_TEXT FOR ANALYSIS_.
╔══

Buffalo was the seventh ship ordered by the American Shipping Company under Title XI of the United States' Merchant Marine Act of 1970. The program allowed U.S. shipping companies to construct new vessels or to modernize their existing fleet with government-guaranteed financing and tax deferred benefits. The vessel's keel was laid down by the Bay Shipbuilding Company at their yard in Sturgeon Bay, Wisconsin on 12 May 1977 with the yard number 721. The lake freighter was launched on 16 March 1978 and completed on 23 September 1978. The vessel was named for Buffalo, New York, the site of the American Shipping Company's headquarters.

Entering service in 1978 and registered in Wilmington, Delaware, Buffalo was used to transport bulk cargoes, such as iron ore pellets, coal, limestone and gypsum throughout the Great Lakes and St. Lawrence Seaway. In 1983, ownership of the lake freighter was transferred to the Lawrence Steamship Company, which kept the ship's registration in Wilmington. In 1989, the Connecticut Bank and Trust took over ownership of the vessel.

On 16 September 1990, Buffalo was passing the smaller tanker in the harbor of Bay City, Michigan. Jupiter was alongside pumping its remaining cargo of 20000 oilbbl of unrefined, unleaded gasoline into tanks ashore when Buffalos wake caused Jupiter to rock uncontrollably and lose connection to the pier. The transfer hoses from the ship to shore became untethered and resulting in an explosion and burning fuel to spill into the water. Eleven crew members of Jupiter were injured and a twelfth missing and presumed dead.

In 1997, ownership of Buffalo returned to the Lawrence Steamship Company. In late 1997 Buffalo struck the Detroit River Light, a lighthouse located in Lake Erie that marks the entrance into the Detroit River. A 25 ft gash was torn across the bow. Buffalo began taking on water, but managed to proceed to the CSX coal dock in Toledo, Ohio. The lighthouse suffered minimal damage. Buffalo was sent for repairs at the Toledo shipyard. Damage to the bow was significant and in the subsequent United States Coast Guard investigation, human error by the ship's crew was given as the cause of the incident.

In late 2017 the ship was purchased by Algoma Central Corporation. The ship re-entered service in 2018 and the freighter was renamed Algoma Buffalo and re-registered to St. Catharines, Ontario. In Algoma service, the vessel is used to transport construction materials and road salt. In 2020, the vessel underwent repairs while laid up for the winter in Owen Sound, Ontario's harbour.

╚══

_WHAT TO DO_. Decide whether each statement below agrees with the text on the lake freighter Buffalo, answering yes or no and quoting the exact words of the text that settle it. 1. The ship's keel was laid down in Sturgeon Bay, Wisconsin. 2. When the Lawrence Steamship Company took ownership in 1983, it moved the ship's registration away from Wilmington. 3. The Coast Guard investigation blamed the 1997 strike on the Detroit River Light on equipment failure.

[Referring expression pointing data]
╔══

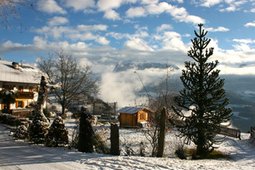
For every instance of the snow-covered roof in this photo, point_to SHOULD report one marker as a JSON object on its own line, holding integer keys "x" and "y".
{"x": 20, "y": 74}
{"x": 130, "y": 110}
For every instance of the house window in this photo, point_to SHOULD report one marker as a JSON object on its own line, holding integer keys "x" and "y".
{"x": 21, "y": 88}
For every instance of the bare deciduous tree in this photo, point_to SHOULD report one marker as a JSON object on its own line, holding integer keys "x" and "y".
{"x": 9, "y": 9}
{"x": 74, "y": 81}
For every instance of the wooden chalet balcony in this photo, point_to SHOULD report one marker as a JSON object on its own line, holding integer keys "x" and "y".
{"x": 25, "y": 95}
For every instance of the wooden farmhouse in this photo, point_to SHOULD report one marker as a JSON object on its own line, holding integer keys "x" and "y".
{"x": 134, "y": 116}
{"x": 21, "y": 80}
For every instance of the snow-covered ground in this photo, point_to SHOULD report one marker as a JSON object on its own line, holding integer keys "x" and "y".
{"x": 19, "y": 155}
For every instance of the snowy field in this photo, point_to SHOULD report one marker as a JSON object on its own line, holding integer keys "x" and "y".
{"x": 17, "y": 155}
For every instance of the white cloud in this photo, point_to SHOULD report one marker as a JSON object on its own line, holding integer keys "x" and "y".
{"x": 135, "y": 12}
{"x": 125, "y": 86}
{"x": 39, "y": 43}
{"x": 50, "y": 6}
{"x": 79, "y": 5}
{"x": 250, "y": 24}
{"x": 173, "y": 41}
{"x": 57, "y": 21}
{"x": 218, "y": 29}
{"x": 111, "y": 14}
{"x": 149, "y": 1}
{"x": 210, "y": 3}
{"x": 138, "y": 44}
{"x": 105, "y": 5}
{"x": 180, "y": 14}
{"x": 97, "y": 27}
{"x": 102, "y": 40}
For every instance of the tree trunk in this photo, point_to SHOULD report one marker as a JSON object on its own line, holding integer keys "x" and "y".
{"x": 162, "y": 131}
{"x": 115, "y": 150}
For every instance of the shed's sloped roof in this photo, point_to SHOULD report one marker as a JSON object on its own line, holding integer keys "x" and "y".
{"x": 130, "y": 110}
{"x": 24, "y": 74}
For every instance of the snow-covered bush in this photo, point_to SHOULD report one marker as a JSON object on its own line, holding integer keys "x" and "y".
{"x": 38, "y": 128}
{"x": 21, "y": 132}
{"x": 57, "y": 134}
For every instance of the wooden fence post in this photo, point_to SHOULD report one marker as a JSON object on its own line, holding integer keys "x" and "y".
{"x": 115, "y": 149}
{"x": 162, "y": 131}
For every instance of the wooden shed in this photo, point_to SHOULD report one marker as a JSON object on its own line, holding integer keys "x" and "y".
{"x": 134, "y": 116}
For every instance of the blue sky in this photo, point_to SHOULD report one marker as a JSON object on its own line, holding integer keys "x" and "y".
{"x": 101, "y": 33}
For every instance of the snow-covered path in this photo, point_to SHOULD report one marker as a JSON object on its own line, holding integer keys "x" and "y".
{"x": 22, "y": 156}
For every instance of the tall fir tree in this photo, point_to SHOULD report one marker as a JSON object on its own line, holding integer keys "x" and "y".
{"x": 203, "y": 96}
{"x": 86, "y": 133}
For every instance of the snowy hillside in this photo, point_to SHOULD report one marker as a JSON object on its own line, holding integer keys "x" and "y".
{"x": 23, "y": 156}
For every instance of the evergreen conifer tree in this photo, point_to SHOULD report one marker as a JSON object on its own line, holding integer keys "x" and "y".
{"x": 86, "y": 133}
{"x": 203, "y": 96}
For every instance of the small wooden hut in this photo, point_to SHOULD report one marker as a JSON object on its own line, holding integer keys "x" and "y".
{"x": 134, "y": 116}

╚══
╔══

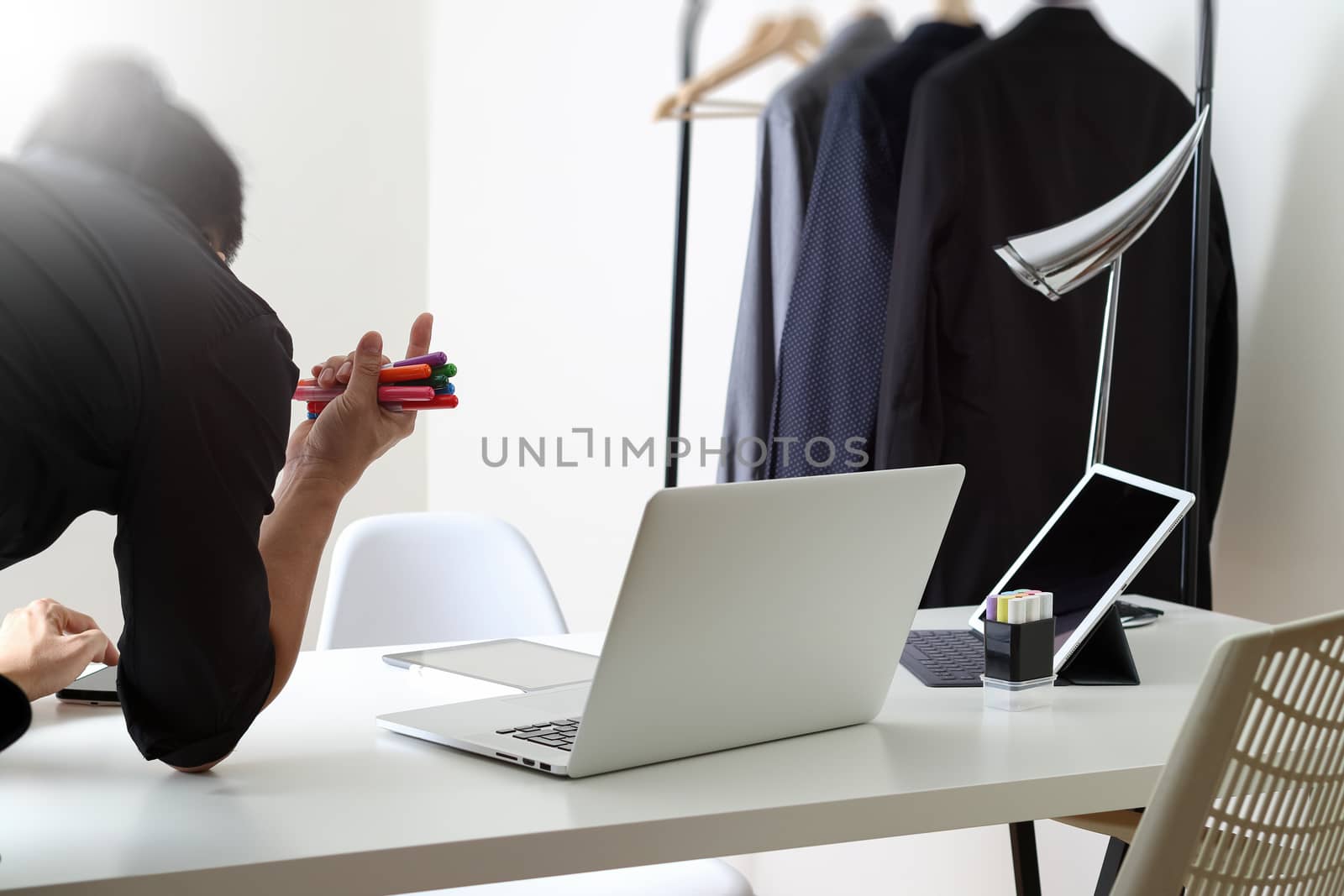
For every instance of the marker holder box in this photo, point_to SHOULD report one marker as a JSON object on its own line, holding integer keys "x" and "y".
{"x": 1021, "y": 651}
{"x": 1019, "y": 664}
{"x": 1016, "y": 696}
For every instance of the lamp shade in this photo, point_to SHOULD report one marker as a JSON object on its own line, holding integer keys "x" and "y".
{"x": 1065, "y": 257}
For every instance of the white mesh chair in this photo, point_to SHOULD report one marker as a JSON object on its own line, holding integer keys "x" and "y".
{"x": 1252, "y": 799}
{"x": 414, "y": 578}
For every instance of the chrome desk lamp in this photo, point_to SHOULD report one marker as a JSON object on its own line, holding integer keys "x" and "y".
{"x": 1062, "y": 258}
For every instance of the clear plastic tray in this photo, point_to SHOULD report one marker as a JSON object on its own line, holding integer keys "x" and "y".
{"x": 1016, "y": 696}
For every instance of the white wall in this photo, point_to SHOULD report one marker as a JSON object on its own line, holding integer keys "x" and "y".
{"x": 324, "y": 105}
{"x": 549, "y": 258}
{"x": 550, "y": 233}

╚══
╔══

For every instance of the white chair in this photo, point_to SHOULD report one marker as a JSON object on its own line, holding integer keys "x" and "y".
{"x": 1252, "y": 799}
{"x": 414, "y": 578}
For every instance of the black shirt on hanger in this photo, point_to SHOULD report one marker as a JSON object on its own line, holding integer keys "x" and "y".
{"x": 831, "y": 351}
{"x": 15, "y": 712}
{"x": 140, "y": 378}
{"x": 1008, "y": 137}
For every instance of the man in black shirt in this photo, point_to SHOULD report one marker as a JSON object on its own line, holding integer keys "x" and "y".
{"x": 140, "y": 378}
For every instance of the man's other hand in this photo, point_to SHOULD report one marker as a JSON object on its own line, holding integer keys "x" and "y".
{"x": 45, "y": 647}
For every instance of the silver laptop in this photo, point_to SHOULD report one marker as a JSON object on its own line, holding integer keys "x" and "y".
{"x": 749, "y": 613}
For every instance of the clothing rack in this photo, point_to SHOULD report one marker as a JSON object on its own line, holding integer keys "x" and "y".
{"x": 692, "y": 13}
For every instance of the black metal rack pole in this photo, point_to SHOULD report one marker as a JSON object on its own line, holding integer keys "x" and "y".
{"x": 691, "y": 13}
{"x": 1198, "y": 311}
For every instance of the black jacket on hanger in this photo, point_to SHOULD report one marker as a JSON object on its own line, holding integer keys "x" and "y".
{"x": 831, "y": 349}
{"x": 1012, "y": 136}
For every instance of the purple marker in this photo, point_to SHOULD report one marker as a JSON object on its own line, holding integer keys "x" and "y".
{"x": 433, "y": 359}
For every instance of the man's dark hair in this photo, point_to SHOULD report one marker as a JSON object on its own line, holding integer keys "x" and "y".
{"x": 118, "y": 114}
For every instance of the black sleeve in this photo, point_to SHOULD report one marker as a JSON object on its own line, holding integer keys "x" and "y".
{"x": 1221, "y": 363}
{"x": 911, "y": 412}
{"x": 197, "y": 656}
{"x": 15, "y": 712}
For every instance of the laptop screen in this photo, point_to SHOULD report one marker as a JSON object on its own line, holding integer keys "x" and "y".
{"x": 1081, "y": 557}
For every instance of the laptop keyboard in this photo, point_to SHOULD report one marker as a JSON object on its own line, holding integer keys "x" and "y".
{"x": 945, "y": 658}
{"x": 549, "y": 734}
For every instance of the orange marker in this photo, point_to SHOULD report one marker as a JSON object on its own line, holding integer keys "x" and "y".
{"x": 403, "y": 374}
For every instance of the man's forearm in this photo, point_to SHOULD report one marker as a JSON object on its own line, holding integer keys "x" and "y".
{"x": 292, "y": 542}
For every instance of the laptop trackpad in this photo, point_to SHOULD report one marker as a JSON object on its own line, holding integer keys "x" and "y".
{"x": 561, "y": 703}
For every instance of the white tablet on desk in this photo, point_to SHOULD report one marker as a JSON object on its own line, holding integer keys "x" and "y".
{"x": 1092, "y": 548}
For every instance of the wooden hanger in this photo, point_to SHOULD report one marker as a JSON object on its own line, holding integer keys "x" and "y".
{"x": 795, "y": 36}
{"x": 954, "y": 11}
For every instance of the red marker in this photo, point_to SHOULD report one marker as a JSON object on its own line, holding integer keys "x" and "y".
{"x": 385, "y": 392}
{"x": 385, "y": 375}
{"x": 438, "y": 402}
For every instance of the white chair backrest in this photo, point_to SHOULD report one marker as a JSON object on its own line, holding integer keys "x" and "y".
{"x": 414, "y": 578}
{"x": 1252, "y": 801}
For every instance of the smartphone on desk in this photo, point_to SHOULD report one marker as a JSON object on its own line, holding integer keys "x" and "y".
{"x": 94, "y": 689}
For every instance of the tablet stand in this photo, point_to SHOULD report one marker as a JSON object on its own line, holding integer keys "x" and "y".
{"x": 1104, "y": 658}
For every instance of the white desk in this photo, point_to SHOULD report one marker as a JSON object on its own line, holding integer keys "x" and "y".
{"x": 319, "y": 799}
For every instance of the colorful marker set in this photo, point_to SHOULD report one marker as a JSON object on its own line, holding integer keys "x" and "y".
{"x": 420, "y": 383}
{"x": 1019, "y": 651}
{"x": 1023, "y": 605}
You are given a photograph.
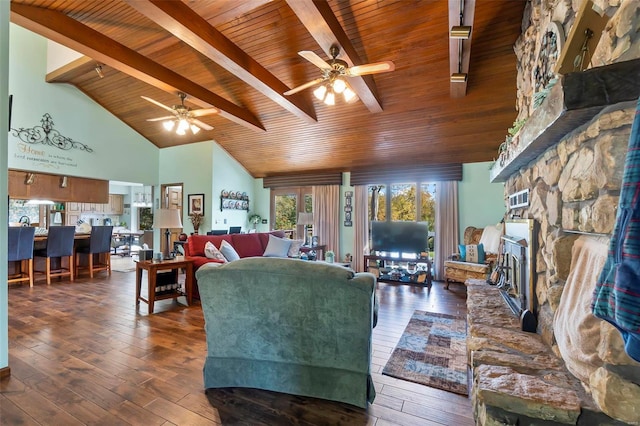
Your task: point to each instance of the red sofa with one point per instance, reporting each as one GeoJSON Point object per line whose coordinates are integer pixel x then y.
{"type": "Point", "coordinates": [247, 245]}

╚══

_ANSWER BOX_.
1. Yes: "The vessel's keel was laid down by the Bay Shipbuilding Company at their yard in Sturgeon Bay, Wisconsin on 12 May 1977"
2. No: "which kept the ship's registration in Wilmington"
3. No: "human error by the ship's crew was given as the cause of the incident"